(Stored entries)
----------

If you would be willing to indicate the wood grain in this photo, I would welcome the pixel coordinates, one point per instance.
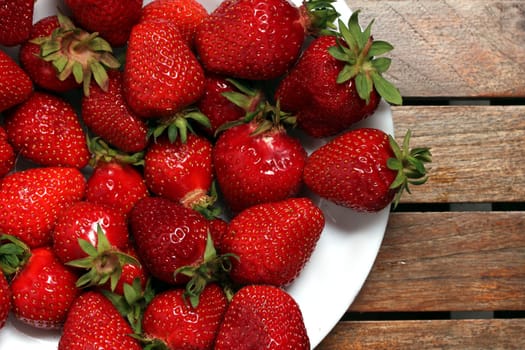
(451, 48)
(449, 261)
(437, 334)
(478, 151)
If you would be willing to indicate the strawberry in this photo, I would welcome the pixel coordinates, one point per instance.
(171, 320)
(338, 81)
(112, 19)
(69, 52)
(5, 299)
(81, 220)
(364, 169)
(15, 84)
(43, 73)
(94, 323)
(107, 115)
(257, 39)
(31, 200)
(43, 290)
(16, 19)
(273, 241)
(161, 75)
(180, 171)
(46, 130)
(256, 163)
(186, 15)
(7, 154)
(168, 236)
(262, 317)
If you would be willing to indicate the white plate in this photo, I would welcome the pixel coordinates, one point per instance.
(336, 271)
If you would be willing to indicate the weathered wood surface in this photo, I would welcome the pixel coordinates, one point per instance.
(448, 261)
(491, 334)
(478, 151)
(452, 48)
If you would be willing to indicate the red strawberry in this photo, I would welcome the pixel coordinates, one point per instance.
(15, 84)
(273, 241)
(161, 75)
(114, 180)
(43, 290)
(256, 166)
(107, 115)
(262, 317)
(5, 299)
(46, 130)
(93, 322)
(186, 15)
(16, 19)
(82, 220)
(256, 39)
(170, 319)
(112, 19)
(180, 171)
(7, 154)
(67, 51)
(337, 81)
(31, 200)
(364, 169)
(168, 236)
(43, 73)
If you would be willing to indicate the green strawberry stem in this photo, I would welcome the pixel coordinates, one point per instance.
(214, 268)
(103, 262)
(359, 51)
(13, 254)
(409, 164)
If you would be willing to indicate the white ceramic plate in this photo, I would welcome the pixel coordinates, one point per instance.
(336, 271)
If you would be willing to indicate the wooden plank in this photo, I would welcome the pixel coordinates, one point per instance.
(451, 48)
(449, 261)
(436, 334)
(478, 151)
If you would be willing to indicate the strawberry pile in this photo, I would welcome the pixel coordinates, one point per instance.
(153, 187)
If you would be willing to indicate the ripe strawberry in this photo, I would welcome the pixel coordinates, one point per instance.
(171, 320)
(217, 105)
(31, 200)
(107, 115)
(262, 317)
(168, 236)
(257, 163)
(114, 180)
(15, 84)
(81, 221)
(93, 322)
(257, 39)
(161, 75)
(186, 15)
(273, 241)
(364, 169)
(7, 154)
(46, 130)
(43, 290)
(69, 52)
(5, 299)
(337, 81)
(180, 171)
(43, 73)
(112, 19)
(16, 19)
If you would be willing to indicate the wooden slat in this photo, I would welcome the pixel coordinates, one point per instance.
(437, 334)
(452, 48)
(478, 151)
(450, 261)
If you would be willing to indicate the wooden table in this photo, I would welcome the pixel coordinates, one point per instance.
(451, 270)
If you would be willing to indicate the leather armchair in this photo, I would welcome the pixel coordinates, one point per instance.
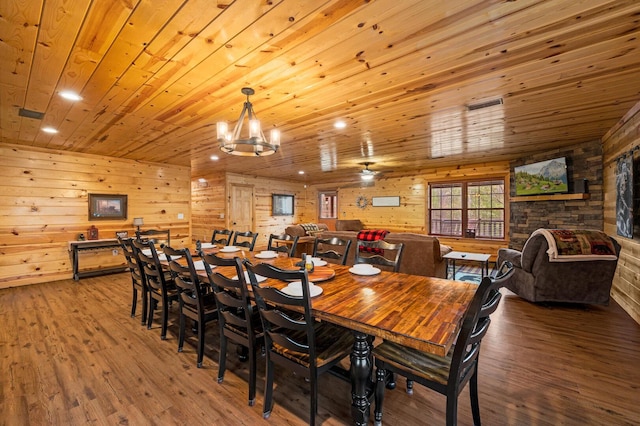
(536, 279)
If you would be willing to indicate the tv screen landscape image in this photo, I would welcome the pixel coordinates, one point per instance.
(545, 177)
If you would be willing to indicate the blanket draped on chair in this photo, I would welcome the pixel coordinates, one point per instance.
(371, 235)
(567, 245)
(310, 228)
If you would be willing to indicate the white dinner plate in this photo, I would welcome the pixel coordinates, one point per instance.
(229, 250)
(266, 255)
(260, 278)
(295, 289)
(372, 271)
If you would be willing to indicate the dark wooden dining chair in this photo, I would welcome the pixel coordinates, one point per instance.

----------

EXERCISE
What is needed is a word-for-word copy of the data, minus its pictures.

RESPONSE TO THE TASK
If you would be willing to indicate the wood grain in this photo, I would welcome the pixel coordinates, one point per instance.
(451, 48)
(449, 261)
(437, 334)
(478, 151)
If you would be willing to indicate the strawberry in this photo, I would welcome the pixel coordinates, one point per instance.
(171, 320)
(338, 81)
(112, 19)
(69, 52)
(5, 299)
(81, 220)
(364, 169)
(15, 84)
(43, 73)
(94, 323)
(107, 115)
(257, 39)
(31, 200)
(43, 290)
(16, 19)
(273, 241)
(161, 75)
(180, 171)
(46, 130)
(256, 163)
(186, 15)
(7, 154)
(168, 236)
(262, 317)
If you would be willing to indicate the white plate in this photo, I would welcome the pixel coordinates, one point per instance.
(336, 271)
If you would be willing to indicate the weathered wood surface in this photo, I would welcome the pixel coordinates, one point per instance.
(448, 261)
(491, 334)
(478, 151)
(452, 48)
If you would be willing to indicate the red strawberry in this photo, I would welcome the pixel coordinates, one point per instance.
(15, 84)
(273, 241)
(161, 75)
(114, 180)
(43, 290)
(256, 166)
(107, 115)
(262, 317)
(5, 299)
(46, 130)
(93, 322)
(186, 15)
(16, 19)
(82, 220)
(256, 39)
(170, 319)
(112, 19)
(180, 171)
(7, 154)
(67, 51)
(337, 81)
(31, 200)
(364, 169)
(168, 236)
(43, 73)
If you would be willing to indicate the green strawberry stem in this photo, I would welcome the pixel coordinates, one point per instance.
(214, 268)
(103, 262)
(359, 51)
(13, 254)
(409, 164)
If you would be willing to indicate the white ceramic plate in this photo, I would welcome the pixel coordinates, one point per instance.
(336, 271)
If you would be willing to indicate the wooden plank in this photo, I would welcome the pixel coordinates, one point per instance.
(451, 48)
(449, 261)
(436, 334)
(478, 151)
If you would be willing to indicate the strawberry pile in this photo, I would welcome the pixel coordinates, one point per instance.
(153, 187)
If you would be willing to indicate the ripe strawberry in this photo, I would welcome the pixel coordinates, one point per instance.
(171, 320)
(217, 105)
(31, 200)
(107, 115)
(262, 317)
(168, 236)
(257, 163)
(114, 180)
(15, 84)
(81, 221)
(93, 322)
(257, 39)
(161, 75)
(186, 15)
(273, 241)
(364, 169)
(7, 154)
(46, 130)
(43, 290)
(69, 52)
(5, 299)
(337, 81)
(180, 171)
(43, 73)
(112, 19)
(16, 19)
If you would be willing to indicate the wooden slat in this photo, I would welcome the pixel coordinates, one point per instance.
(437, 334)
(452, 48)
(478, 151)
(450, 261)
If you would be willing to indicate the wooden table in this photo, I would welcome the pixel coordinates, one point per instance.
(451, 270)
If you would be willing to indicate the leather armchair in this photo, I would welcome the pixel coordinates, one point per instance.
(536, 279)
If you would be willing to indicate the tv screen landscape image in this photo, I would welcome the pixel coordinates, one point per instance.
(545, 177)
If you would be willing to indicate the blanket draped on chair in this photo, I would welcome the pixel coordinates, one point per instance.
(371, 235)
(567, 245)
(310, 228)
If you would be willing to indicate the white dinner plate in this photo, I would welcome the pixel coordinates, one point per instance.
(229, 250)
(266, 255)
(260, 278)
(295, 289)
(372, 271)
If you would be willing to indicate the dark wooden dining chair in this photo, I would welcome the pixel coordinates, one point per instance.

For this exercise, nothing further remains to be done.